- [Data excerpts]
☆ ☆ ☆

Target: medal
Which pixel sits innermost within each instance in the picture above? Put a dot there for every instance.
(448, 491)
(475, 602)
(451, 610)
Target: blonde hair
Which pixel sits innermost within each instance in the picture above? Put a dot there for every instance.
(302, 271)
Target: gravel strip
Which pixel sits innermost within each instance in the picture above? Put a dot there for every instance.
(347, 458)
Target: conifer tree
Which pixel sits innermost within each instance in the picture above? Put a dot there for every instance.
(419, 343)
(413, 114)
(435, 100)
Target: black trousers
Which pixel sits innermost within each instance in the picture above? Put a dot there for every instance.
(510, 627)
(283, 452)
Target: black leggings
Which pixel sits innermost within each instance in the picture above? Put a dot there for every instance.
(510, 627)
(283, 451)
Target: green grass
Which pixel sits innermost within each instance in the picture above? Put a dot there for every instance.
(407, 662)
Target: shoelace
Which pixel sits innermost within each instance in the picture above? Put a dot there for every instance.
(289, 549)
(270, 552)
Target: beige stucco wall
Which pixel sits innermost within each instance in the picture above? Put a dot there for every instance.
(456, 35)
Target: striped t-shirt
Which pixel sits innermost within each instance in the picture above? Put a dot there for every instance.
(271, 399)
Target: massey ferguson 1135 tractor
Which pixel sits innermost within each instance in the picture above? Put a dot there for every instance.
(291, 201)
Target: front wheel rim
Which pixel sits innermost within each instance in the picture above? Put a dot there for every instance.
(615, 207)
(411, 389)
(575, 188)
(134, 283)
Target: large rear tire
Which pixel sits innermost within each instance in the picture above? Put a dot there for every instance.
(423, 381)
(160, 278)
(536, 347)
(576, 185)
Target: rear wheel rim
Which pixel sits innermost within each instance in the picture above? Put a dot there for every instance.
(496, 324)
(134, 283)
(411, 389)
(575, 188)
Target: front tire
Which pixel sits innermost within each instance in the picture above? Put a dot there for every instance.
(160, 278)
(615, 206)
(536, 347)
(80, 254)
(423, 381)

☆ ☆ ☆

- [WORK TASK]
Search the records for the word "front". Copy every line that has it.

- [TASK RESPONSE]
Target: front wheel rim
Target: front tire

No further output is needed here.